* Recorded data:

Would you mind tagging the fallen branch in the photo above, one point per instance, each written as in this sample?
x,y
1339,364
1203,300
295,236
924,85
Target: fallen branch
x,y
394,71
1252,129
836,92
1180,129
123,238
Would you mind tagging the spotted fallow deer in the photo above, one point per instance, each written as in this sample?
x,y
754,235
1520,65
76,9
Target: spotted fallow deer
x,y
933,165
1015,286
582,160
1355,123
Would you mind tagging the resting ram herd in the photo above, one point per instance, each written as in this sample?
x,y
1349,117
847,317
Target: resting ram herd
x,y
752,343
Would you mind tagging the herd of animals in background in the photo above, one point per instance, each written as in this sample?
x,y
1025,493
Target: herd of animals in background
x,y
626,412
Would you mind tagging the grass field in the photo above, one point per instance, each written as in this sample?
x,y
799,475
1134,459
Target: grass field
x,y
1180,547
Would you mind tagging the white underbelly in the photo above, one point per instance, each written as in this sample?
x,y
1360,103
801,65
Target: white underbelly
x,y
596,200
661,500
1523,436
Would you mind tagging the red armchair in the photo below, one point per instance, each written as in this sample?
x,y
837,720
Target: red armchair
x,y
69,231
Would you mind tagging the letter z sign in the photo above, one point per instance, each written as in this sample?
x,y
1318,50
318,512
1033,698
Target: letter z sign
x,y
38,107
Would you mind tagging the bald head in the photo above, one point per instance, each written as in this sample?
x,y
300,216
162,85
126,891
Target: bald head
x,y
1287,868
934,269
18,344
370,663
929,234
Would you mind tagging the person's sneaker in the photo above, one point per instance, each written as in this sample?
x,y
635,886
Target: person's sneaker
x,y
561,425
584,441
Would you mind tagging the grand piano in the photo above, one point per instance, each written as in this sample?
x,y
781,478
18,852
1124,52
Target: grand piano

* Task requirements:
For each line in the listing, return it exactly as shown.

* Task answer:
Would you mind tagging the fallen branch in the photo above, one point per instance, each written as in this sample?
x,y
1339,364
1203,300
295,236
924,85
Target: fallen branch
x,y
394,71
1252,129
836,92
1180,129
123,238
Would you mind tagging the spotted fallow deer in the photo above, one point per instance, each written as in this sample?
x,y
754,235
1520,65
76,9
Target: spotted fallow deer
x,y
933,165
1015,286
582,160
1355,123
Would you mind tagging the resting ram herd in the photo above, one point per instance, each written as in this sample?
x,y
1349,117
847,317
Target: resting ram herd
x,y
752,343
Would you mind tagging the herd of animals in background in the photo above, one point per instance, each written as in this sample?
x,y
1025,493
Target: herd of animals in background
x,y
626,412
Would you mind tagging the grass field in the photo above, one point per instance, each written as in this sample?
x,y
799,475
1134,459
Target: grass field
x,y
1180,547
Would you mind tagging the white underbelly in the photo above, one point per instance, each written as in this sample?
x,y
1360,103
801,65
Target: white underbelly
x,y
596,200
661,500
1523,436
Would you mind tagging the red armchair in the photo below, one point per instance, each written as in this sample?
x,y
837,720
Target: red armchair
x,y
69,231
Would you mind tagging the letter z sign in the photo above, one point per instance, each written as in this sample?
x,y
1318,50
318,512
1033,698
Target: letter z sign
x,y
38,107
Would you mind tagging the bald head in the photo above, one point per instance, each written as in this sample?
x,y
300,216
162,85
126,891
Target: bald head
x,y
1287,868
934,269
18,344
370,663
929,234
Would you mind tagging the person's sneaker in the photo above, one point per instance, each written as in this sample?
x,y
635,886
Target: person's sneaker
x,y
561,425
584,441
Would you mind tagging the grand piano in the photo above, one point per instance, each written as in this sample?
x,y
781,478
18,852
1124,52
Target: grand piano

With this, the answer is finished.